● YOUR GOAL
Consider the entries below. Count the lines holding the string "target" and state the number only.

● DATA SUPPLIED

* * * *

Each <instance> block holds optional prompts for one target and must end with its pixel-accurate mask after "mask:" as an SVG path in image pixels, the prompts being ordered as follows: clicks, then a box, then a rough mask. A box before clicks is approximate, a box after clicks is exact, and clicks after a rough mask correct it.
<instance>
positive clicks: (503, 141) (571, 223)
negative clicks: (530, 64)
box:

* * * *

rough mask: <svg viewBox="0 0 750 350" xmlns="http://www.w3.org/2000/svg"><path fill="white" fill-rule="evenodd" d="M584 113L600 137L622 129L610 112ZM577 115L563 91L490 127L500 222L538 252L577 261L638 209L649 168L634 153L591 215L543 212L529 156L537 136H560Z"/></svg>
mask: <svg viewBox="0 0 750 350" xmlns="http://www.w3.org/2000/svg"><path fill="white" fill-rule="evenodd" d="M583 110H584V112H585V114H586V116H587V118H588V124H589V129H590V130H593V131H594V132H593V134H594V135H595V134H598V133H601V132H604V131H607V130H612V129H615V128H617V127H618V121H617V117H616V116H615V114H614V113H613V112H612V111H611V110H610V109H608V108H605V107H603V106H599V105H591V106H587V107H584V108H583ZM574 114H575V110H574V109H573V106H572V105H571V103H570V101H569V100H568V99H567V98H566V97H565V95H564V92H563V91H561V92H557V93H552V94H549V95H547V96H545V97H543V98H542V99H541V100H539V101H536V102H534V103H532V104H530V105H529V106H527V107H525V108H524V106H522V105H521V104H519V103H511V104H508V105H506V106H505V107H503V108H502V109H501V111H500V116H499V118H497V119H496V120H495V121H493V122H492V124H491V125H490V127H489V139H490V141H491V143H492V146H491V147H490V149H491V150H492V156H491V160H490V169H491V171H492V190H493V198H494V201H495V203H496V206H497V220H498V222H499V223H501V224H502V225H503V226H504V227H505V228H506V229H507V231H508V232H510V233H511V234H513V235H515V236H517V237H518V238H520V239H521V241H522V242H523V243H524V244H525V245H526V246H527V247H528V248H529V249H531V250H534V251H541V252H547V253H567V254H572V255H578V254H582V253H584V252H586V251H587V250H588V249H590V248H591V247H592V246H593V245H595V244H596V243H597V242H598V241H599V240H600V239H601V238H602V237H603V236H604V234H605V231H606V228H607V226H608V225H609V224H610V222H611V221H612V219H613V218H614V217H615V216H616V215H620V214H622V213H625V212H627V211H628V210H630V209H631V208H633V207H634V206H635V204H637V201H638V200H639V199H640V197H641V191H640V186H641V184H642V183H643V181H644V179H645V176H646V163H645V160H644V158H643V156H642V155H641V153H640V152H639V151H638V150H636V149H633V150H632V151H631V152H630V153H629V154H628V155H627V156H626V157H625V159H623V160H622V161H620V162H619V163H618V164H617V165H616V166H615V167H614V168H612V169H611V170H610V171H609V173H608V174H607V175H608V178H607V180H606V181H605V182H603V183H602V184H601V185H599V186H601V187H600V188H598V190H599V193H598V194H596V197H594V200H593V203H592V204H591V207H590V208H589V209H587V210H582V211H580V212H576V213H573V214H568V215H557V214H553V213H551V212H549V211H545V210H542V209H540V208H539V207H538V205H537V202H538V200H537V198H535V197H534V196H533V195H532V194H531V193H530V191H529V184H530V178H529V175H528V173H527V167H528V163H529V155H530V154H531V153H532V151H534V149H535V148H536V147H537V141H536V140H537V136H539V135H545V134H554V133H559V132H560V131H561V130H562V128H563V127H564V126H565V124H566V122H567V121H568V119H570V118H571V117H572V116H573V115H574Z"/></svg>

* * * *

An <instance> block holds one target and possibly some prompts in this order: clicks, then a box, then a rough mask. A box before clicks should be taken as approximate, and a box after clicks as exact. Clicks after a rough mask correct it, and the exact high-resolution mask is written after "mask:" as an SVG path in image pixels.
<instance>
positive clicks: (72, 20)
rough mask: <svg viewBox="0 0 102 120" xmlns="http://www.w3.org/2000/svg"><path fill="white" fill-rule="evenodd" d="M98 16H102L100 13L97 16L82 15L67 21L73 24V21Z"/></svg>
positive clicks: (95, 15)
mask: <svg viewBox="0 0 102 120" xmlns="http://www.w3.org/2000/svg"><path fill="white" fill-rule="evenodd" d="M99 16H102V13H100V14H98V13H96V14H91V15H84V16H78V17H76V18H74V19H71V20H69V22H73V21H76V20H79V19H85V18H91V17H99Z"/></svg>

* * * *

● RESPONSE FOR THIS EXERCISE
2